Items from a dataset

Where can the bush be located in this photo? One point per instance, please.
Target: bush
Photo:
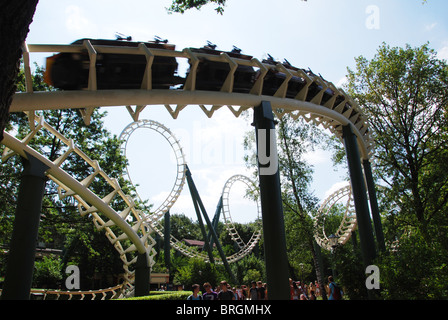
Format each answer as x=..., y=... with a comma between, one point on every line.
x=47, y=272
x=164, y=295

● **DESCRIPTION OF THE TASK**
All of the records above are to be printed exactly, with every picture omitted.

● **ANSWER SECTION**
Where can the bush be located in this photo? One point per instance, please.
Target: bush
Photo:
Format each answer as x=..., y=... with a comma between, one point on every line.
x=47, y=272
x=164, y=295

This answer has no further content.